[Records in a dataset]
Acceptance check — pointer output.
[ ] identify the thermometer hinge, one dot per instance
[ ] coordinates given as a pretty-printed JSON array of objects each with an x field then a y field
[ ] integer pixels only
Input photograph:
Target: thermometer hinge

PROBLEM DESCRIPTION:
Copy out every one of the rows above word for word.

REPLY TO THE TASK:
Acceptance check — pointer output.
[ ] identify the thermometer hinge, one dot per instance
[ ] coordinates given as a pretty-printed JSON array of objects each with an x field then a y field
[ ] integer pixels only
Input photograph:
Target: thermometer hinge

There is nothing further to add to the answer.